Have I picked this up wrong did the amnesia come from fear also. 


Maybe the trial should have taken place out of the county and more effort into prosecuting through use of other material rather than relying too heavily on witnesses who have to live in this area after the trial. Amongst the extended family members of the 'mafia'  :Frown: 

As the saying goes its a long road with no turns.

----------


## Nacho

i know it might seem like a bit of the old pot and kettle, 
me posting this thread incognito through fear of retribution, fair enough, 
but i'm not in the witness box, 
if i had witnessed someone attempting to murder a person then i would stand up in court and make sure that that offender was punished.
well done to the lassie for doing so.

am i the first person on the org to have more than one profile ?  :Wink:

----------


## dragonfly

is this not your wife's profile  :Wink: 

Alice I agree about it being held out of the county, I bet a juror or 2 would be a bit wary when wandering the streets of Wick - if outside then if he had been found guilty, who would know the jurors their extended families

----------


## Stavro

A serious crime was definitely committed, but a case against someone has to be proven, and how are you going to prove guilt without reliable witnesses?

Mob rule was replaced by "law," but this only works if people are going to care about others, rather than just themselves. If the witnesses think only of themselves and their interests, then this "law" will fail. This means two things: 1. The wicked are going to keep engaging in vicious acts until 2. Mob rule returns and executes retribution on behalf of society that the "law" has proven itself incapable of defending.

Witnesses to this type of self-defence could then justifiably state that they saw nothing untoward.

----------


## davie

English as a second language is it, Kat old Chap  ??

----------


## dragonfly

maybe "they" should all get a life.............a decent one whereby they work and EARN an honest living instead of sitting back claiming every penny they can spending mine and others hard earned taxes on drink and drugs and causing gangland culture

----------


## kat300586

good for u!!i dont really care wat u say bout me but use r all shoutin ur mouths off bout somethin use no nothin about

----------


## Tubthumper

> good for u!!i dont really care wat u say bout me but use r all shoutin ur mouths off bout somethin use no nothin about


I see the same names appearing in the groat week after week. I see misery and fear being pushed on decent people who just want to get on with their lives in peace. I see whole extended tribes of bums and hobos who don't work, don't want to work, out of their heads and causing endless problems. I see Wick heading down a spiral of despair, caused by drug and drink crazed fools.
And I see barely literate clowns trying to defend them.
I no about lowlifes.

----------


## davie

Is the Murchie Mob something to do with Ice Cream ?? . I am sure the firm is located in Aberdeenshire somewhere.

Reminds me of the Milky Bar Kid and his pals

----------


## davie

Noe lookee here Mr/Mrs/Ms Gimzo.
Get yer investigative bonnad on.
I am surmising that the 30 05 86 after the poster's name is dob so that makes hid 23 - still at primary school in Week Cosa Nostra terms.
::::
Explore the material.
[1] Copy a passage from the forum thread. Begin at the words "Mob rule was" and stop after "incapable of defending.".
[2] Answer these questions from the forum thread:
(a) In which town does dragonfly suggest a juror might be wary when wandering the streets?
(b) According to Stavro, what was mob rule replaced by?
(c) Where does davie believe the ice cream firm is located?

Data listing.
::::
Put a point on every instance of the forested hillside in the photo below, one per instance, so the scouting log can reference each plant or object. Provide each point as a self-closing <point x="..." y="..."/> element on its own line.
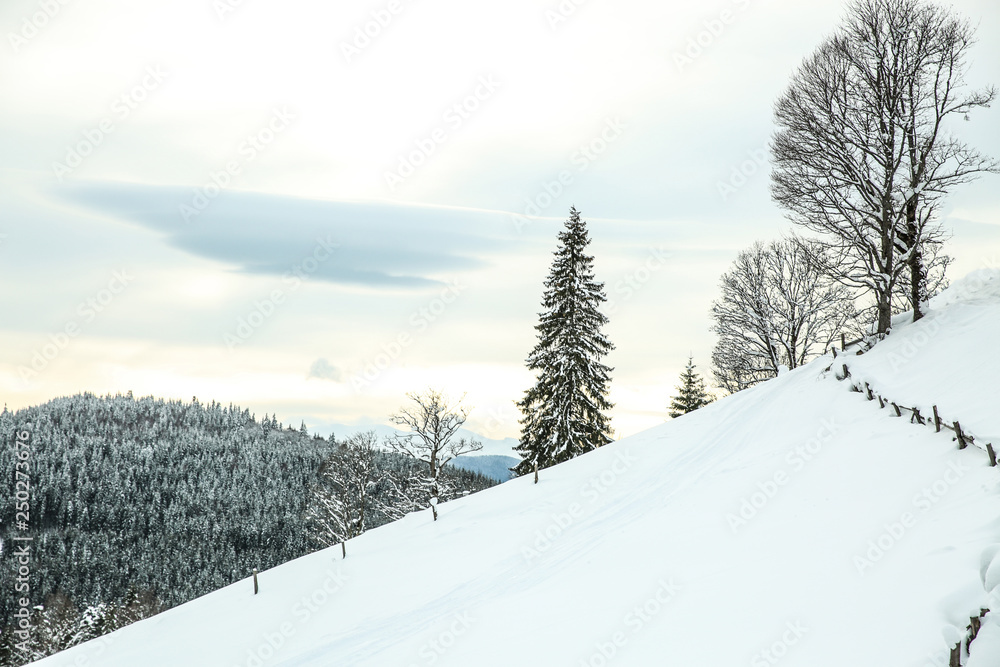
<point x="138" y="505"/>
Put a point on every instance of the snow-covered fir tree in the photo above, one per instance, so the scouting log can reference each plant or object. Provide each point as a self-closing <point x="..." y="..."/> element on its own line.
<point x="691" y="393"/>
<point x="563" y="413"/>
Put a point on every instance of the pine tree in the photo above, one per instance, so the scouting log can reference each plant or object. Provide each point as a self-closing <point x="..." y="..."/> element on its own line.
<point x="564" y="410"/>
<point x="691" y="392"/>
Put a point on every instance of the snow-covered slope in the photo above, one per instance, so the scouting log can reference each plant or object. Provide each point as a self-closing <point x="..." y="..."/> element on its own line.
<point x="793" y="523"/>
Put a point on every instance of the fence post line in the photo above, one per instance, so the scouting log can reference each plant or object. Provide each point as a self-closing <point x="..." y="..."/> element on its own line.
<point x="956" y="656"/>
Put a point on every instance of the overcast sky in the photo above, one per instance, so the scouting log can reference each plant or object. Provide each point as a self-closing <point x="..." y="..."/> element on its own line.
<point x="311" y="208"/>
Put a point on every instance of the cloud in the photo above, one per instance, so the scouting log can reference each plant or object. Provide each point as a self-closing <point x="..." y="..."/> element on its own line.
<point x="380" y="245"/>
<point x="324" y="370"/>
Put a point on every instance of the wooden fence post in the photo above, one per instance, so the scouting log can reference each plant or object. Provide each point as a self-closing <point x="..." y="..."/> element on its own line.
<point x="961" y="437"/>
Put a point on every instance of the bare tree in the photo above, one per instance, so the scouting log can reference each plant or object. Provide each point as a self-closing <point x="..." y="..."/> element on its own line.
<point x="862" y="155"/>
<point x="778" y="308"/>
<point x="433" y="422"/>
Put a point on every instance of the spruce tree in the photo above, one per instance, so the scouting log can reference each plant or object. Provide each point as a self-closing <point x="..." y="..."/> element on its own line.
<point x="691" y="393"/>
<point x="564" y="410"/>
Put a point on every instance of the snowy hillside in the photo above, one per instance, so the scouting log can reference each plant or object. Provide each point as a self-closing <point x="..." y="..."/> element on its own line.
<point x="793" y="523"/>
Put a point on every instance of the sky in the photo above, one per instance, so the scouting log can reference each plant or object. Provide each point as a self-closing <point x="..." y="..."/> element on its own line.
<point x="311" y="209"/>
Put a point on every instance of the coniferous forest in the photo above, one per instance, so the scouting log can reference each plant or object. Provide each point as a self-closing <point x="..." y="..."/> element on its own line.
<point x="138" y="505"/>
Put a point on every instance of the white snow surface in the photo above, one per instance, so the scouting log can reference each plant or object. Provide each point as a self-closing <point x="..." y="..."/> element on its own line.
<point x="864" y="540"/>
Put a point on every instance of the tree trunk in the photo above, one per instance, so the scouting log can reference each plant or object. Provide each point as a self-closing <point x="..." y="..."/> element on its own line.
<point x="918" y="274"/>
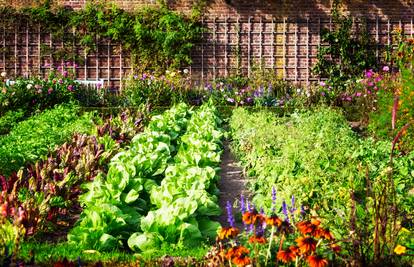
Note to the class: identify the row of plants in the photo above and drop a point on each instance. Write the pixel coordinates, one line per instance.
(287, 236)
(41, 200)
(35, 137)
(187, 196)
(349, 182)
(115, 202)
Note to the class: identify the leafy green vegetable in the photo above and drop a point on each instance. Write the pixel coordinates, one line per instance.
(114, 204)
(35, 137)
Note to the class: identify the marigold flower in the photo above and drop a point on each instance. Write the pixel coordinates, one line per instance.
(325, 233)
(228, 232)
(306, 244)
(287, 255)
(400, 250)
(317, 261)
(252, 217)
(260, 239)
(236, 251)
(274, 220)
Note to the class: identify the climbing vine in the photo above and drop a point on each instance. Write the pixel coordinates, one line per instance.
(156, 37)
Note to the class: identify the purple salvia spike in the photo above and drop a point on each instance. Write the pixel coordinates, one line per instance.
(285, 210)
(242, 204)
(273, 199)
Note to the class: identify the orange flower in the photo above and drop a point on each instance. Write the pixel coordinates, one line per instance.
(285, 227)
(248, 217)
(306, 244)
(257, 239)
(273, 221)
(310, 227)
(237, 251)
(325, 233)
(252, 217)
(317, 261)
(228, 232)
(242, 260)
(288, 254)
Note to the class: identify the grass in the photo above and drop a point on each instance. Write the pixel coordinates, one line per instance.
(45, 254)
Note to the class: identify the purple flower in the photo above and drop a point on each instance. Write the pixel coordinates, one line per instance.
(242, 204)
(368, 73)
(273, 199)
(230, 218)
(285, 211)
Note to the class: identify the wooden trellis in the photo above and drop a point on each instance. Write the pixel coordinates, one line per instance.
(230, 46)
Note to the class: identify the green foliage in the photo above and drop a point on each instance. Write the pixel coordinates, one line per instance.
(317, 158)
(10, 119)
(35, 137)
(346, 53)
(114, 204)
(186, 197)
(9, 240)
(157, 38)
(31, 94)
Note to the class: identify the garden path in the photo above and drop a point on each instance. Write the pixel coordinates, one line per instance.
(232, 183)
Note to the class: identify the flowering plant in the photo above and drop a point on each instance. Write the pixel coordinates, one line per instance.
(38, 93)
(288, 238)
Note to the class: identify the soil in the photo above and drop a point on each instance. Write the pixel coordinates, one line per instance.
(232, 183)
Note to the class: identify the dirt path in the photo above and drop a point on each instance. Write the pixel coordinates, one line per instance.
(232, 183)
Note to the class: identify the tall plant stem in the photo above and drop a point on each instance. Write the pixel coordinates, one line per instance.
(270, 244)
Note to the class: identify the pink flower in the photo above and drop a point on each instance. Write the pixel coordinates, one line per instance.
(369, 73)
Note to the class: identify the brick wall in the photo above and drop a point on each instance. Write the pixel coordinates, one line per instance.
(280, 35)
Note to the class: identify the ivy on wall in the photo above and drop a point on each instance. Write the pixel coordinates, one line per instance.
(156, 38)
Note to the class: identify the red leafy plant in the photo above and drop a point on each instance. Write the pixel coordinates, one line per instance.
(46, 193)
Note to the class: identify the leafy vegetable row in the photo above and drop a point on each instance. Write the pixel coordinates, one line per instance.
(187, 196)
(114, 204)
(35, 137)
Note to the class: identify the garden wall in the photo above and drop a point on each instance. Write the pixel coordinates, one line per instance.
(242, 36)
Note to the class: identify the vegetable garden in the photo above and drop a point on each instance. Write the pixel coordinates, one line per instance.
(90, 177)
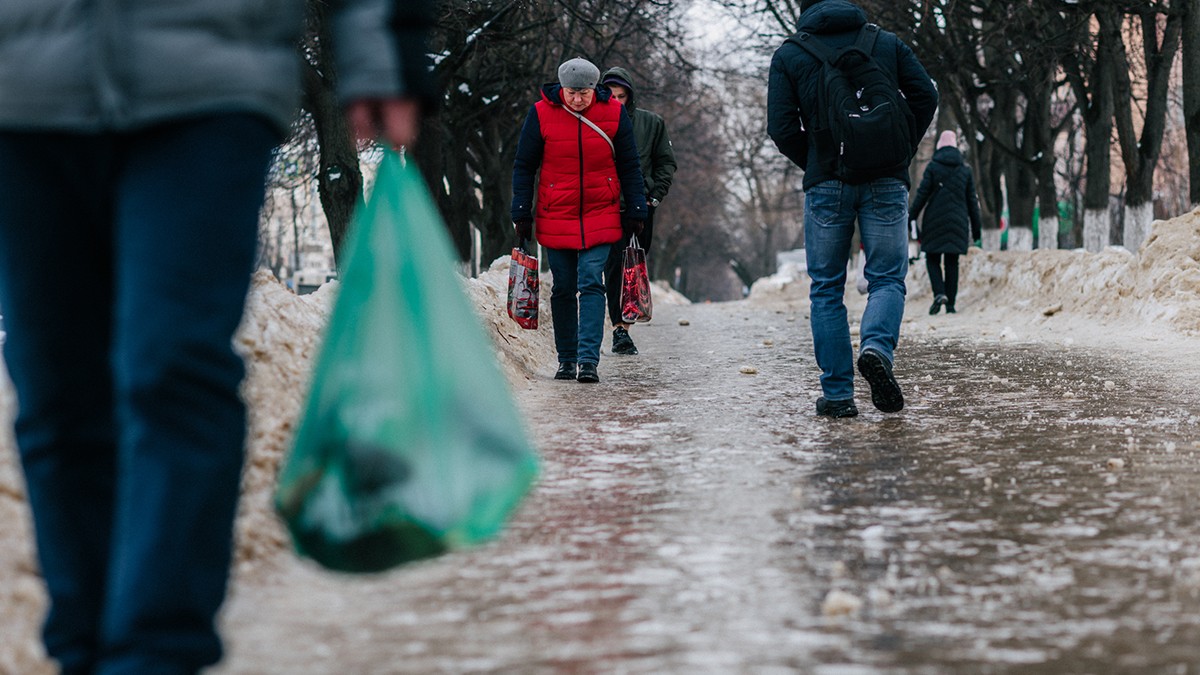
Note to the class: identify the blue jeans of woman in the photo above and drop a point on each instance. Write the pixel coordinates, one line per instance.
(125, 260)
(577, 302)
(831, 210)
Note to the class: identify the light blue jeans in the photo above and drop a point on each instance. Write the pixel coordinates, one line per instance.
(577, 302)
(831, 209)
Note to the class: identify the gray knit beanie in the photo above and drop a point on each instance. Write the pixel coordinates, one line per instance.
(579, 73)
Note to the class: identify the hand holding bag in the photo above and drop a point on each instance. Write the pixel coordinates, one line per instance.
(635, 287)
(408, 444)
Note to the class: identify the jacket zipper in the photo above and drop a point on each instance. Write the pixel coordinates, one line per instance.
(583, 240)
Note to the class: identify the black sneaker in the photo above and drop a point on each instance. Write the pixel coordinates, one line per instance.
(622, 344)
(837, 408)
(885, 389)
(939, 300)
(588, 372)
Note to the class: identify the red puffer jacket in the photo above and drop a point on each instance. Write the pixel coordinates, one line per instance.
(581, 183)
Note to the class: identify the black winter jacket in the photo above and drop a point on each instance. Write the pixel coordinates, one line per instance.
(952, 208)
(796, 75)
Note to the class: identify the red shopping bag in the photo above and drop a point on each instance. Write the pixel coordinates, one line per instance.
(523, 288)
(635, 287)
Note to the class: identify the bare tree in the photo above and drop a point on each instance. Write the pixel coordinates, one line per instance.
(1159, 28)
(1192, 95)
::::
Expected outputs.
[1]
Mob rule was replaced by "law," but this only works if people are going to care about others, rather than just themselves. If the witnesses think only of themselves and their interests, then this "law" will fail. This means two things: 1. The wicked are going to keep engaging in vicious acts until 2. Mob rule returns and executes retribution on behalf of society that the "law" has proven itself incapable of defending.

[2]
(a) Wick
(b) "Law"
(c) Somewhere in Aberdeenshire